> [WHAT YOU WILL DO] Retype precisely the section of the data that starts at the line containing "If you could point to the raised panel" and runs to its final line, ends included.

(Lines of data)
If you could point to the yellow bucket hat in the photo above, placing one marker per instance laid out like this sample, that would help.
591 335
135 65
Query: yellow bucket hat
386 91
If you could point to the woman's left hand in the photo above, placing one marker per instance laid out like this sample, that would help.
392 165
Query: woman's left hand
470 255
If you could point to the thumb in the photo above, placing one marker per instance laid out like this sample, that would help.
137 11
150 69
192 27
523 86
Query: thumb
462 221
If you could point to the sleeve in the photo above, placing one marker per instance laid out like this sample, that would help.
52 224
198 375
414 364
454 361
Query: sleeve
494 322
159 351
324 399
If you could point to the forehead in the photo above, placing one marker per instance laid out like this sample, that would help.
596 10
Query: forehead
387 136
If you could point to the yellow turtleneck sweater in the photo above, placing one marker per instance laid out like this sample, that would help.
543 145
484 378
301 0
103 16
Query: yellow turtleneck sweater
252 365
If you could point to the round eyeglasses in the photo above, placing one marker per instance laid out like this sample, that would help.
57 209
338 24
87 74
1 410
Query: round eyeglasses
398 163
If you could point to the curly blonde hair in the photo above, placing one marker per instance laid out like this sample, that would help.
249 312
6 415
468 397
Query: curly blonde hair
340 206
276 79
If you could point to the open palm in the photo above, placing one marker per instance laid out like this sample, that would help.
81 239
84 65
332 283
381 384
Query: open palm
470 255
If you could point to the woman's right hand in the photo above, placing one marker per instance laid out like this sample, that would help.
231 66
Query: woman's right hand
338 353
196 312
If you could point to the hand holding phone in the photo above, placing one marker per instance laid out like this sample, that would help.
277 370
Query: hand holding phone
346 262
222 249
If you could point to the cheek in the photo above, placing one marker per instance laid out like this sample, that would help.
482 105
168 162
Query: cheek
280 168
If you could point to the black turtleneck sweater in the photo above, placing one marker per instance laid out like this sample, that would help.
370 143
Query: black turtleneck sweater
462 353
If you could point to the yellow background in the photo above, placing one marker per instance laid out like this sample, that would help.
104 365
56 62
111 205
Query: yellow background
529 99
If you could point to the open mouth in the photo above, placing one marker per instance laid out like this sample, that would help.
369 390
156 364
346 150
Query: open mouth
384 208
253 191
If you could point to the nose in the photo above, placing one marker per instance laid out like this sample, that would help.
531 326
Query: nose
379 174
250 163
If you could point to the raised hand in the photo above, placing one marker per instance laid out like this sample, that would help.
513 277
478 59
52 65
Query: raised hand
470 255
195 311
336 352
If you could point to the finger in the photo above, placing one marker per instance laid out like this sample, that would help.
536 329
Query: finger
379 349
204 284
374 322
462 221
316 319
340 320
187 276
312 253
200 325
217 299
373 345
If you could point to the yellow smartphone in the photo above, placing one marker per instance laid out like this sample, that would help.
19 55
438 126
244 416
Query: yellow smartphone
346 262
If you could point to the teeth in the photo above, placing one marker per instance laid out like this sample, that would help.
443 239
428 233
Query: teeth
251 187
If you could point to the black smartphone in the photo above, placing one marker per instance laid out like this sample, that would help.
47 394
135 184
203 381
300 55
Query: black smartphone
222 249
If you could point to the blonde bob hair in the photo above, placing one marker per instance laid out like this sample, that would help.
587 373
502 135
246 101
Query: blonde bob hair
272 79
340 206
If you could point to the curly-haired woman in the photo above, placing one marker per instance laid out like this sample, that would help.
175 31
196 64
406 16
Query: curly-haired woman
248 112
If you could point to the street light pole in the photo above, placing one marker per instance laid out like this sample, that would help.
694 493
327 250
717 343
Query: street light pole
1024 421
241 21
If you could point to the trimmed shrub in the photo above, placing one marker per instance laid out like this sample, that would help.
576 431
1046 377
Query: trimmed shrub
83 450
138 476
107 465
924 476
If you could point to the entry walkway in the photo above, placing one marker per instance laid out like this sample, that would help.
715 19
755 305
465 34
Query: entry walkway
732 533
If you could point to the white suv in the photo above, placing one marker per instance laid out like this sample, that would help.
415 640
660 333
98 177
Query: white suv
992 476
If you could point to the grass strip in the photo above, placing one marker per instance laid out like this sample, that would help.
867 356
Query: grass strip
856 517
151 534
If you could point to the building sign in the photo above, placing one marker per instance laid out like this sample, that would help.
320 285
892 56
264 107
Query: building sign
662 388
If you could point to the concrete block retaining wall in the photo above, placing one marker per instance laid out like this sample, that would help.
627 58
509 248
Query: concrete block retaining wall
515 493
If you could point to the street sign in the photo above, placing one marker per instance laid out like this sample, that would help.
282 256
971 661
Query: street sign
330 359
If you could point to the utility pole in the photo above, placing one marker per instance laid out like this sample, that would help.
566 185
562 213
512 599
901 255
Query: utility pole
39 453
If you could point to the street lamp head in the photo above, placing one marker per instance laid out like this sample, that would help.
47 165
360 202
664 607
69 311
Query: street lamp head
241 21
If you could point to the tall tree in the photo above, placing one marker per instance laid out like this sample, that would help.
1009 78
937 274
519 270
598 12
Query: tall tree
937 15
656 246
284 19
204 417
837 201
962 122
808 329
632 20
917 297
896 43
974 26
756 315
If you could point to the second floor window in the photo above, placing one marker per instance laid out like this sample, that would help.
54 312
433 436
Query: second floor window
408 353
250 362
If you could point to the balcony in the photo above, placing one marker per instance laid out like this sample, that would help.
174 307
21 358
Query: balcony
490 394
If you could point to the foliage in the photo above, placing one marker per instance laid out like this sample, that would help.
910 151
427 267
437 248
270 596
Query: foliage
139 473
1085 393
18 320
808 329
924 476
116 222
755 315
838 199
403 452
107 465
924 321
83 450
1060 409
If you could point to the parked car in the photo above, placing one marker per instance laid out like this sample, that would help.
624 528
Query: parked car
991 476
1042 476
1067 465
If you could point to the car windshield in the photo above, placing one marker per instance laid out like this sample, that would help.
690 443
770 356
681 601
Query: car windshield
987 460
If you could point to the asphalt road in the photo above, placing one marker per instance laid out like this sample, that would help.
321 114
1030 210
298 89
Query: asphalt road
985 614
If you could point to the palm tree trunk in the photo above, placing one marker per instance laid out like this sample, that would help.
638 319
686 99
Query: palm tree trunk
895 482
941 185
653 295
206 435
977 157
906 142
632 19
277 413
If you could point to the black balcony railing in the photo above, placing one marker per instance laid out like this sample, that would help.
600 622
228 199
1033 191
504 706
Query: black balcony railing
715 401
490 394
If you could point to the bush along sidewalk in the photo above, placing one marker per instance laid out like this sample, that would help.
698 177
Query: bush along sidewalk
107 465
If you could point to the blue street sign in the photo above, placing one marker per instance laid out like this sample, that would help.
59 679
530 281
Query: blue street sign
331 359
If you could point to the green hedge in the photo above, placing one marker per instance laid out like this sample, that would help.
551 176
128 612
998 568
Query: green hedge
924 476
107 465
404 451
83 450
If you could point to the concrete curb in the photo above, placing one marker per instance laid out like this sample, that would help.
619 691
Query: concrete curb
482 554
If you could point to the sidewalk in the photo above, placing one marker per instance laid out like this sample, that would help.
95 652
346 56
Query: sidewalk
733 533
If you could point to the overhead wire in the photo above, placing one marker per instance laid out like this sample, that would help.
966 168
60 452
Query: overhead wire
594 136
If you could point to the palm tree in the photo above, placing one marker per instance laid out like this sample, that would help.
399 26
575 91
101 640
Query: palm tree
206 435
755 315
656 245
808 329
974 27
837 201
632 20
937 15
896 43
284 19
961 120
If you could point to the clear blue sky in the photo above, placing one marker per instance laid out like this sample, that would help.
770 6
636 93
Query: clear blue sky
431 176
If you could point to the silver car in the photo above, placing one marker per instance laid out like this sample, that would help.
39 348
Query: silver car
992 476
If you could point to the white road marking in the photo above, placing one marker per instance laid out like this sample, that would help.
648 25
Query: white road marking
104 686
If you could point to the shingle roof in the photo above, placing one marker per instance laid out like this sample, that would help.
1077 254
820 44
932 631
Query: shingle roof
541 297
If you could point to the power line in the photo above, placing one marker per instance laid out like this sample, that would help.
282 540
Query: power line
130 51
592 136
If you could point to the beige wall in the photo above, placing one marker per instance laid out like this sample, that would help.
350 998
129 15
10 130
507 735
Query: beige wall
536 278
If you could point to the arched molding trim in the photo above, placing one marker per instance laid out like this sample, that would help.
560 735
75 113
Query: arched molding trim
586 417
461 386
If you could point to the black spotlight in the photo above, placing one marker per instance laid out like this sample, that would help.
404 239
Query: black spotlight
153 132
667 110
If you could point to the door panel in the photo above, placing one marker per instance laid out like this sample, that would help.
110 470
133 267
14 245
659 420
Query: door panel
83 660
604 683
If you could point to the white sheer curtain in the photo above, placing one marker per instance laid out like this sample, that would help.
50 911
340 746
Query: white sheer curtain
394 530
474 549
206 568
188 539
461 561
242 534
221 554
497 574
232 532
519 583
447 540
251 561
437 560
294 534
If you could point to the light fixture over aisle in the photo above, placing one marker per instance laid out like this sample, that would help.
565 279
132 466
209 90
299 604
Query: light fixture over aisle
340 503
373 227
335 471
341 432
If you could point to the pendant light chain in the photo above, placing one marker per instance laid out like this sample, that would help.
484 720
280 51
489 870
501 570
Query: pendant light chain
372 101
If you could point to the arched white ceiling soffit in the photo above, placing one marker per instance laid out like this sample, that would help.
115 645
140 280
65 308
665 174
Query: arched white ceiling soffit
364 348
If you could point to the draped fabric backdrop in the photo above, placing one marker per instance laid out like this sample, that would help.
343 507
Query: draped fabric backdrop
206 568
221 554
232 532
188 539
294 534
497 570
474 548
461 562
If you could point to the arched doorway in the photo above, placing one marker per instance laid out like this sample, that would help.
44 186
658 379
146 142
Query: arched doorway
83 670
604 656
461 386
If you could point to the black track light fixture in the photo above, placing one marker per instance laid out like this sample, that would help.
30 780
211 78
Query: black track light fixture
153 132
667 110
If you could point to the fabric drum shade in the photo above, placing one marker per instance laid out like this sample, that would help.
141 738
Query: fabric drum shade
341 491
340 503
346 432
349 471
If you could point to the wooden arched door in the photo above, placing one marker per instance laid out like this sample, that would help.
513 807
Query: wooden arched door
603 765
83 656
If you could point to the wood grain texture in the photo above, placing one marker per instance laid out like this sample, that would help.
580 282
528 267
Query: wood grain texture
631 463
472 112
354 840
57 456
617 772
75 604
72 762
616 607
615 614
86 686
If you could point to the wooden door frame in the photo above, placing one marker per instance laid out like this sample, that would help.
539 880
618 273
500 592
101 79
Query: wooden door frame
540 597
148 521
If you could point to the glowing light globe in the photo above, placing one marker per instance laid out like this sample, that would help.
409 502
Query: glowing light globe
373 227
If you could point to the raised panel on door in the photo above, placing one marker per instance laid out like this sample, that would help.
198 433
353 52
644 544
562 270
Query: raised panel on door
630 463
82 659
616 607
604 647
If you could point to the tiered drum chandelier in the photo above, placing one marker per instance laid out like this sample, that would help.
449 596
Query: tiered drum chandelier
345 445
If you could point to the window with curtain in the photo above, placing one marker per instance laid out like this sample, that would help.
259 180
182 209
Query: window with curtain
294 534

> [IN RESPONSE]
If you could point to the raised panel on door in the photo above, placing one marker per instance laid out like this sample, that would help.
198 433
353 52
644 544
562 270
Query: raised panel on door
630 463
82 659
616 607
604 647
If you could point to the tiered drum chandelier in the photo above, placing one marker per instance laid out like this sample, that would help.
449 596
Query: tiered drum chandelier
345 445
If you could point to the window with curtain in the photo above, placing one marker per instance laid out like this sample, that would help.
259 180
182 209
Query: window with curtain
294 534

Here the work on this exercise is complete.